--- start ---

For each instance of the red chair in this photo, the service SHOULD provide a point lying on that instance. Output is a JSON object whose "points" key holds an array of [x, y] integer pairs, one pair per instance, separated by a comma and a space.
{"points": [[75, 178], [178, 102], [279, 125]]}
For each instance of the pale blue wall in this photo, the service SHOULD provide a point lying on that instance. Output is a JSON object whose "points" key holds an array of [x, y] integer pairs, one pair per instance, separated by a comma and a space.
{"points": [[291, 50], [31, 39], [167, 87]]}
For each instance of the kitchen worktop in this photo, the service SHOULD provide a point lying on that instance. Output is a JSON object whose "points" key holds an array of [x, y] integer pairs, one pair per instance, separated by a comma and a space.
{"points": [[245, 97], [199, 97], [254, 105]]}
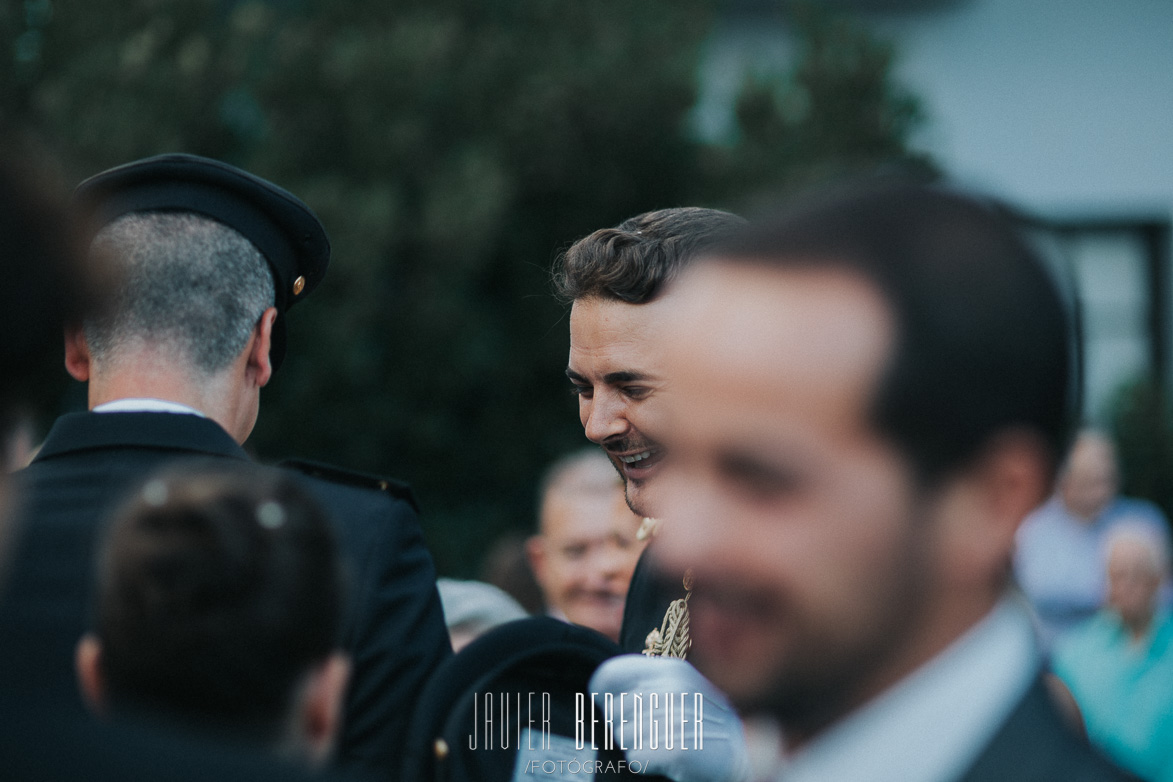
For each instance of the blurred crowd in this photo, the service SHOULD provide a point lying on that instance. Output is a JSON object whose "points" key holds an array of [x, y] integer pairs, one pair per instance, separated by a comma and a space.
{"points": [[834, 496]]}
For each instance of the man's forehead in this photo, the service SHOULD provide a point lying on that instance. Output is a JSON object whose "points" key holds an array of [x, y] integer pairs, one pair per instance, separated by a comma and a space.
{"points": [[780, 320], [609, 325]]}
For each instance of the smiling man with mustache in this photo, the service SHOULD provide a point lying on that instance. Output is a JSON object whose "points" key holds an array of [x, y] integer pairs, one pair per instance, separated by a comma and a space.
{"points": [[617, 281]]}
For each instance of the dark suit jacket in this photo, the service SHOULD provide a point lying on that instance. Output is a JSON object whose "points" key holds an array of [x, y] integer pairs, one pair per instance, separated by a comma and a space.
{"points": [[1033, 745], [51, 743], [394, 631]]}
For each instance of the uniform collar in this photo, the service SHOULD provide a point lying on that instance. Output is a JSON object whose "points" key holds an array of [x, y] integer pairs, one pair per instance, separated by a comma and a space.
{"points": [[146, 405], [78, 432]]}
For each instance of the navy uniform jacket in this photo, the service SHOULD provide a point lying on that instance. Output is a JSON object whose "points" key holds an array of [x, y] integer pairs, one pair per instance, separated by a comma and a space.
{"points": [[1035, 745], [649, 597], [394, 631]]}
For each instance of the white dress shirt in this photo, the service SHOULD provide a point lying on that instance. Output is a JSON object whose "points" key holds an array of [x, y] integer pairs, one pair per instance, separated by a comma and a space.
{"points": [[146, 405], [933, 725]]}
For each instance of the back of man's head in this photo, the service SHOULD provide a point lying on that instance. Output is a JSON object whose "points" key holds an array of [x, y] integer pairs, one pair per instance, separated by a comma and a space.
{"points": [[218, 599], [982, 342], [190, 290], [634, 260]]}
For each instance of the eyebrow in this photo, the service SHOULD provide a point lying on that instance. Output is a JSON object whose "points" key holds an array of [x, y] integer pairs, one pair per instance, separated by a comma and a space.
{"points": [[610, 378]]}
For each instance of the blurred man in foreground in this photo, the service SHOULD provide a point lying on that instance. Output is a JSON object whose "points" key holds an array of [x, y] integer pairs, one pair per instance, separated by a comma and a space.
{"points": [[1059, 553], [870, 393], [219, 603], [208, 260], [1119, 665], [585, 549]]}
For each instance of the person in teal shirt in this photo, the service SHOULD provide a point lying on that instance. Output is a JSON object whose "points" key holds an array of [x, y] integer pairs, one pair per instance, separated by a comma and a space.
{"points": [[1119, 664]]}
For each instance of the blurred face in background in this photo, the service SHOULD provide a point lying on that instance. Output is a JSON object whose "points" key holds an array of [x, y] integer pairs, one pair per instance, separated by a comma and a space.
{"points": [[807, 535], [615, 365], [1133, 579], [1089, 481], [585, 552]]}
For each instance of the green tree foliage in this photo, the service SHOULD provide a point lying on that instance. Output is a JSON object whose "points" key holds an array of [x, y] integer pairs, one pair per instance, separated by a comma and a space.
{"points": [[1140, 421], [452, 149]]}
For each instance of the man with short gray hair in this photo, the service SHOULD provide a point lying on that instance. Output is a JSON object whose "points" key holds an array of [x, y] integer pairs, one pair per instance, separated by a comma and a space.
{"points": [[1119, 664], [209, 259]]}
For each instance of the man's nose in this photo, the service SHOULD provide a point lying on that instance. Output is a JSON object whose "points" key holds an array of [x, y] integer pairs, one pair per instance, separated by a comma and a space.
{"points": [[605, 417]]}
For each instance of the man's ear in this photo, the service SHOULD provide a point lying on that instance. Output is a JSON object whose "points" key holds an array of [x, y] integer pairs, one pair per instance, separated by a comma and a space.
{"points": [[88, 665], [259, 367], [78, 359], [981, 510], [321, 706]]}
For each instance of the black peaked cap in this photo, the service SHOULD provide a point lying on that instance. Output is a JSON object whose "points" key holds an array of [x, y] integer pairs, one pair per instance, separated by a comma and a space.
{"points": [[285, 231]]}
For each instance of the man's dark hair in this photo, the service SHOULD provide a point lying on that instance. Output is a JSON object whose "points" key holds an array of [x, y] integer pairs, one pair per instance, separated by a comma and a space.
{"points": [[982, 342], [217, 592], [634, 260]]}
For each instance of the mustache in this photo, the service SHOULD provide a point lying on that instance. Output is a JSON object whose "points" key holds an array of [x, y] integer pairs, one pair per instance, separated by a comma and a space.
{"points": [[625, 443]]}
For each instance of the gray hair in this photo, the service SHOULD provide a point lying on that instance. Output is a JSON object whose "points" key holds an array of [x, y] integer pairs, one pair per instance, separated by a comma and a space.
{"points": [[188, 284], [1144, 534]]}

--- end ---

## TASK TO CARRY OUT
Exactly reproduce the lines that run from the line with "For each instance of the black" through the last line of the records, inclusive.

## IN RESPONSE
For each instance of the black peaked cap in this photo, the service SHOULD provide a point lying on that instance. Output is a JSON object whose "points" key holds an array of [x, y] integer pairs, one pair per instance, separated by a comma and a space.
{"points": [[285, 231]]}
For each instance of the man's dark hair in this photo, the service SHOULD provide a point lying on that instance. Output is a JSON object whose "points" key holds an array of [x, y] integer pairs, one pair per instance, separated by a comma and a space.
{"points": [[982, 342], [217, 592], [634, 260]]}
For each instance of the mustache in this photo, the service SHOULD provide a point lying on that instance. Output is a JSON object whose "points" key holds an array of [x, y] integer pairs, one pair per instance, separated by a comma and a space.
{"points": [[625, 443]]}
For each instance of the gray hair in this photo, the service SHOULD provide a point lying on that instance. Output is a JSON object whose "points" key holds an array of [x, y] integer pairs, one pair per instance, separated by a comma and a space.
{"points": [[188, 284], [1144, 534]]}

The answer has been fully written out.